PETIT EXERCICE 1:
Recopiez mot pour mot le texte sur la révolution libyenne, de "Mythe et réalité" jusqu'à "l’ouest de la Libye." inclus.

********

Mythe et réalité de la révolution libyenne

Par Pierre PICCININ
« Une fois tombées Bani Walid et Syrte, les derniers bastions pro-Kadhafi, le Conseil national de transition (CNT) pourra proclamer la complète libération de la Libye. Pour le moment, les troupes pro-Kadhafi résistent encore à Syrte, tandis que la population, prise entre deux feux, essaie de fuir le théâtre des combats. »
Voilà ce que l’on peut lire et entendre un peu partout dans les médias à propos du conflit qui ravage actuellement l’ouest de la Libye.
En deux phrases, cinq erreurs sont formulées.
À la décharge de ces médias, il faut admettre que le cas libyen fait figure d’exception dans ce « printemps arabe » et s’est rapidement révélé particulièrement compliqué à analyser, comme j’ai pu m’en rendre compte, et notamment lors de ma mission à Benghazi, il y a quelques semaines, et des jours que j’ai passés, sur la ligne de front, en compagnie des combattants de la rébellion.
Et la nécessité de simplifier l’analyse pour ne pas lasser l’auditeur, le lecteur ou le téléspectateur, de plus en plus demandeur d’un fast-food de l’information qui lui permettrait de « s’informer » en quelques minutes de ce qui se passe dans le monde entier, donner bien des cheveux blancs aux journalistes en charge de préparer les plats.
Cependant, ramener la révolution libyenne à un soulèvement de tout un peuple contre le régime dictatorial d’un seul homme confine à l’absurde et à la désinformation. En Libye, j’ai rencontré une tout autre réalité que la réalité virtuelle servie par la presse occidentale.
Premièrement, depuis des mois, le conflit ne s’est pas limité aux deux seules villes de Bani Walid et Syrte. La résistance concerne également tout le Sud-Ouest libyen, tous les oasis, villes et villages du Fezzan. Le conflit est donc bien loin d’être terminé et il se poursuivra, même après la chute de Syrte.
Deuxièmement, il ne s’agit plus d’une guerre de « libération », mais bien d’une guerre de conquête : les tribus de Benghazi et de l’Est libyen sont en train de conquérir des territoires, ceux des tribus de l’Ouest, qui, troisièmement, se défendent plus qu’elles ne soutiennent Kadhafi.

********

PETIT EXERCICE 2:
Renvoyez chaque ligne des données ci-dessous où figure le mot "table".

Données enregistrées

********

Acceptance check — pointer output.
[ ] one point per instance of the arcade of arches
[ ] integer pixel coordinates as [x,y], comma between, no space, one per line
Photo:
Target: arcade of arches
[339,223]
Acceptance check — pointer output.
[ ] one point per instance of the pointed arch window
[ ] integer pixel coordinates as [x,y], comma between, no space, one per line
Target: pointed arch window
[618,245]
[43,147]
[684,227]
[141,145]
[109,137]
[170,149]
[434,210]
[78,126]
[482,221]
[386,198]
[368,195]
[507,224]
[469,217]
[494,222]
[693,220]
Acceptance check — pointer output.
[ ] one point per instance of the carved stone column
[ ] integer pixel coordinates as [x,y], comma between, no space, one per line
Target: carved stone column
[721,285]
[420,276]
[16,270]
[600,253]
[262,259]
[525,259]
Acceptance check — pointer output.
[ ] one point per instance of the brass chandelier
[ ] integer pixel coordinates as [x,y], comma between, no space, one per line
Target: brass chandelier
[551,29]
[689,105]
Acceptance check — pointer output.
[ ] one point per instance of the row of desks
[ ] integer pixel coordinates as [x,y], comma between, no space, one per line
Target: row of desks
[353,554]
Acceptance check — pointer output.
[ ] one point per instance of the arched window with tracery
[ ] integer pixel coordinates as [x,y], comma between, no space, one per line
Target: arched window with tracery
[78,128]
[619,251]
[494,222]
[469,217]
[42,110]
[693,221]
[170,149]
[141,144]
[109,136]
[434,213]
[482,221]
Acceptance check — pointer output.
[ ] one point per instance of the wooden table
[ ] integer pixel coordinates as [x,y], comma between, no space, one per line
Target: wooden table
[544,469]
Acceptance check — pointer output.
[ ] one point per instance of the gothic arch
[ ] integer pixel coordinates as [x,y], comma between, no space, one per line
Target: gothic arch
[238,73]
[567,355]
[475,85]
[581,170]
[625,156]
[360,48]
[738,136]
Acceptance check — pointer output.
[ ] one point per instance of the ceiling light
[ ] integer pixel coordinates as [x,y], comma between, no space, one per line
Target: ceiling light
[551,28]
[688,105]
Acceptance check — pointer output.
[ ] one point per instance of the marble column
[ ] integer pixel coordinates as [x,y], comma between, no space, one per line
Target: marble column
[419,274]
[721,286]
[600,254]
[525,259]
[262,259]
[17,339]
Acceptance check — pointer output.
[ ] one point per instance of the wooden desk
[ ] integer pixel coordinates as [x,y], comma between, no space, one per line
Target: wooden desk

********

RÉPONSE 1:
Mythe et réalité de la révolution libyenne

Par Pierre PICCININ
« Une fois tombées Bani Walid et Syrte, les derniers bastions pro-Kadhafi, le Conseil national de transition (CNT) pourra proclamer la complète libération de la Libye. Pour le moment, les troupes pro-Kadhafi résistent encore à Syrte, tandis que la population, prise entre deux feux, essaie de fuir le théâtre des combats. »
Voilà ce que l’on peut lire et entendre un peu partout dans les médias à propos du conflit qui ravage actuellement l’ouest de la Libye.

RÉPONSE 2:
[ ] one point per instance of the wooden table
Target: wooden table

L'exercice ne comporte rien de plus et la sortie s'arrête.